• _TASK GOAL_
From the line containing "Spot damaged front end." through the last line of the entries below, repeat each line word for word and leave out the rest.
· · · · ·
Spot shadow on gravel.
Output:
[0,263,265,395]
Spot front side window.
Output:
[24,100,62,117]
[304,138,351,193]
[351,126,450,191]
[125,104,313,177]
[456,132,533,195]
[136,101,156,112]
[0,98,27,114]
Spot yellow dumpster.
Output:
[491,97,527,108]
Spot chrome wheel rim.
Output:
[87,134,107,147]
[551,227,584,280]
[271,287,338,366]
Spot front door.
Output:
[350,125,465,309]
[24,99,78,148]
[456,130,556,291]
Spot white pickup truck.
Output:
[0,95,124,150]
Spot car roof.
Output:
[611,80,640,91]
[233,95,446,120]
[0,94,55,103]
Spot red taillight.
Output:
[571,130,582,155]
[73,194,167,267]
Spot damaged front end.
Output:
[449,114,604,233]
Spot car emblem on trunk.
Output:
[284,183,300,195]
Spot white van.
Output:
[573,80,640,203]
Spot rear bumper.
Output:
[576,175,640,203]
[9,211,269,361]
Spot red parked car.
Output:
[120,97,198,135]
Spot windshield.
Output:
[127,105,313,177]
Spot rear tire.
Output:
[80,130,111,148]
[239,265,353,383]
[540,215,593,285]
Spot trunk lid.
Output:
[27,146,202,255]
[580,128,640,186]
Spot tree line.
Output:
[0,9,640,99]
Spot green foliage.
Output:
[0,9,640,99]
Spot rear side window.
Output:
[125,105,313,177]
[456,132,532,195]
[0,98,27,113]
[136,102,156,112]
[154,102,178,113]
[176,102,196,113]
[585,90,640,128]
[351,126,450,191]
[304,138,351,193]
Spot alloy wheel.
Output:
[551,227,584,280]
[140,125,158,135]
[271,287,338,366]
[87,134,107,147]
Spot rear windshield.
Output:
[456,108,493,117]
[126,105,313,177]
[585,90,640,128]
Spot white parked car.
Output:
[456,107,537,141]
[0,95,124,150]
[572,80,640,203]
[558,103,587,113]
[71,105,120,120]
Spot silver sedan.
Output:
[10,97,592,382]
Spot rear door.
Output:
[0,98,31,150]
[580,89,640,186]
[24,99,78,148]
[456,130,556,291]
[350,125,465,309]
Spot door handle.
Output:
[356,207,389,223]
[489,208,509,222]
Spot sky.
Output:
· · · · ·
• _TASK RESPONSE_
Spot damaged front end.
Output:
[449,114,604,233]
Spot car emblem on trunk.
Output:
[284,183,300,195]
Spot white van.
Output:
[573,80,640,203]
Spot rear bumper.
Output:
[576,175,640,203]
[9,211,269,361]
Spot red parked car.
Output:
[120,97,198,135]
Spot windshield.
Output:
[127,105,313,177]
Spot rear tire.
Output:
[80,130,111,148]
[239,265,353,383]
[540,215,593,285]
Spot trunk lid.
Output:
[27,146,202,255]
[580,128,640,186]
Spot tree line.
Output:
[0,9,640,99]
Spot green foliage.
Output:
[0,9,640,99]
Spot rear side window.
Output:
[125,105,313,177]
[456,132,532,195]
[0,98,27,113]
[136,102,156,112]
[154,102,178,113]
[176,102,196,113]
[585,90,640,128]
[351,126,450,191]
[304,138,351,193]
Spot alloy wheel.
Output:
[551,227,584,280]
[140,125,158,135]
[271,287,338,366]
[87,134,107,147]
Spot rear windshield.
Output:
[456,108,493,117]
[126,105,313,177]
[585,90,640,128]
Spot white parked car.
Output:
[456,107,537,141]
[0,95,124,150]
[572,80,640,203]
[558,103,587,113]
[71,105,120,120]
Spot silver sedan.
Output:
[10,97,592,382]
Spot rear door.
Output:
[0,98,31,150]
[580,89,640,186]
[24,99,78,148]
[456,130,556,291]
[350,125,465,309]
Spot door handle.
Output:
[356,207,389,223]
[489,208,509,222]
Spot sky.
Output:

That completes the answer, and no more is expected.